Der Staat und die Menschenrechte seines Volkes

Kann die Ukraine völkerrechtlich verpflichtet sein, im Krieg mit Russland eine Verhandlungslösung zu suchen? Besteht gegenüber der eigenen und  mitbetroffenen Bevölkerung anderer Staaten eine Leidensminderungspflicht?

Von Prof. Dr. iur. Menno Aden

In diesen Tagen gab es eine Diskussion in der Frankfurter Allgemeinen Zeitung über die Frage,  ob die Ukraine  ethisch oder völkerrechtlich verpflichtet sein könnte, eine Verhandlungslösung zu suchen. Darum geht es in meinem folgenden Beitrag. Im Anschluss an eine Veröffentlichung  im Recht der internationalen Wirtschaft Anfang 2022 unter dem Titel Wirtschaftssanktionen und  Menschenrechte trage ich vor, dass auch das nach Artikel 51 der UN-Charta bestehende Recht zur Selbstverteidigung unter dem Vorbehalt der Menschenrechte steht und zu einer völkerrechtlichen Leidensminderungspflicht gegenüber der eigenen und  mitbetroffenen Bevölkerung anderer Staaten führen kann. Ich nehme an, dass dieser  rechtswissenschaftlich gemeinte Beitrag auch für Nichtjuristen verständlich ist.

Die Fragestellung

Unter dem Titel Verhandeln heißt nicht kapitulieren (FAZ vom 28. Dezember 2022) hat Reinhard Merkel eine Pflicht der ukrainischen Regierung postuliert, über die Beendigung des Krieges Verhandlungen ex bello zu akzeptieren.  Das sei zwar kein unmittelbares Gebot des Völkerrechts, wohl aber eines der politischen Ethik.  Der Gedanke ist auf Widerspruch gestoßen (z.B. Helmut Philipp Aust, FAZ vom 2. Januar 2023): Aus dem Völkerrecht lasse sich keine Verhandlungspflicht der Ukraine herleiten. Diese Kontroverse führt zu folgenden grundsätzlichen Überlegungen.

Herausforderung A: Skaliere die Zeilen der Datensätze, beginnend mit der Zeile, die „Phrase: green shrub“ enthält, und weiter bis zum Ende der Datensätze. Gib nur diese Zeilen vollständig wieder und multipliziere dabei jede Punktkoordinate mit 0,55, gerundet auf ganze Zahlen, wobei Hälften aufgerundet werden.

Übungsmaterial:
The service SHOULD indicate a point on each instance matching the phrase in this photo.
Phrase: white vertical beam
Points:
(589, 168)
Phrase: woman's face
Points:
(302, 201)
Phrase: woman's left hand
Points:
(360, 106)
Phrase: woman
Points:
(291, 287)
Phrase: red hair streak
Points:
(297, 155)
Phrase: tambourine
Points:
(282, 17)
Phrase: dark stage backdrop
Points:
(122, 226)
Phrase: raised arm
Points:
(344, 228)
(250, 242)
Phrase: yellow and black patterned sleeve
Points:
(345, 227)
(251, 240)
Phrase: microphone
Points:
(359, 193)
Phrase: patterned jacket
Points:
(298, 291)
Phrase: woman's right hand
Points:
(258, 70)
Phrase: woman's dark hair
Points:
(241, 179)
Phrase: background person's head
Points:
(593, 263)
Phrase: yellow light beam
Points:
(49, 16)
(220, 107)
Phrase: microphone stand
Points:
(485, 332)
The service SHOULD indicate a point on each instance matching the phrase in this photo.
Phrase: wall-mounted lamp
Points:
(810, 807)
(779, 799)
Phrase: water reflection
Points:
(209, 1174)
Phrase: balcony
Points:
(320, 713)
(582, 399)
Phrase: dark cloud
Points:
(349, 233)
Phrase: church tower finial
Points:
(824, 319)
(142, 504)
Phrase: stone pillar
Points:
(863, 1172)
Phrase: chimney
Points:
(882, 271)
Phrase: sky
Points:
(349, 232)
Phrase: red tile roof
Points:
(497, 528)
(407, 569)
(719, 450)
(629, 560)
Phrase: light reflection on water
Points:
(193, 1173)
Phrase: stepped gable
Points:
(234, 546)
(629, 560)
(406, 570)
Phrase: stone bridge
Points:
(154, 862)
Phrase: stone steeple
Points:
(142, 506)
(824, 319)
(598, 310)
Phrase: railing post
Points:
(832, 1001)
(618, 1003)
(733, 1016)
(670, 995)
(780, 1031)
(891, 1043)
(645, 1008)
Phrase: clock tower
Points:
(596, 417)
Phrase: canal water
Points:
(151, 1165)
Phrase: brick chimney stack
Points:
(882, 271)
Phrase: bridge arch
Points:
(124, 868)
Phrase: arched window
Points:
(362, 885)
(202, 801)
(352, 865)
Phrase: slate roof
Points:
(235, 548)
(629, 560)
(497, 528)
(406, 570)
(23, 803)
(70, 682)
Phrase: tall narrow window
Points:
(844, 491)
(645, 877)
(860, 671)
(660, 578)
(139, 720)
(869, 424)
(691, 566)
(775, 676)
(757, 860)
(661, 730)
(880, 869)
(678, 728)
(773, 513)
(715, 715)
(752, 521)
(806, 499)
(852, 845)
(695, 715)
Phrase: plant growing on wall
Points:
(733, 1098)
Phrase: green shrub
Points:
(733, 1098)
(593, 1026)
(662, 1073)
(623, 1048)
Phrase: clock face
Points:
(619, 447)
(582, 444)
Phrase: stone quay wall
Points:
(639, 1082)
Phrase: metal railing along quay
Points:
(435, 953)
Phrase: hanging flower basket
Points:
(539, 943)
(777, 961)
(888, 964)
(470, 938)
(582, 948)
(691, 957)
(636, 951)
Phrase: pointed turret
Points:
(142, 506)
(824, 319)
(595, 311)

Herausforderung B: Wiederhole aus dem Text über eine mögliche Verhandlungspflicht der Ukraine wörtlich den Abschnitt, beginnend mit „In diesen Tagen“ und weiter bis einschließlich „Nichtjuristen verständlich ist.“.

Schriftliche Antwort A:
Phrase: green shrub
Points:
(403, 604)
(326, 564)
(364, 590)
(343, 576)
Phrase: clock face
Points:
(340, 246)
(320, 244)
Phrase: stone quay wall
Points:
(351, 595)
Phrase: metal railing along quay
Points:
(239, 524)
Phrase: hanging flower basket
Points:
(296, 519)
(427, 529)
(488, 530)
(259, 516)
(320, 521)
(380, 526)
(350, 523)
Phrase: pointed turret
Points:
(78, 278)
(453, 175)
(327, 171)

Schriftliche Antwort B:
In diesen Tagen gab es eine Diskussion in der Frankfurter Allgemeinen Zeitung über die Frage,  ob die Ukraine  ethisch oder völkerrechtlich verpflichtet sein könnte, eine Verhandlungslösung zu suchen. Darum geht es in meinem folgenden Beitrag. Im Anschluss an eine Veröffentlichung  im Recht der internationalen Wirtschaft Anfang 2022 unter dem Titel Wirtschaftssanktionen und  Menschenrechte trage ich vor, dass auch das nach Artikel 51 der UN-Charta bestehende Recht zur Selbstverteidigung unter dem Vorbehalt der Menschenrechte steht und zu einer völkerrechtlichen Leidensminderungspflicht gegenüber der eigenen und  mitbetroffenen Bevölkerung anderer Staaten führen kann. Ich nehme an, dass dieser  rechtswissenschaftlich gemeinte Beitrag auch für Nichtjuristen verständlich ist.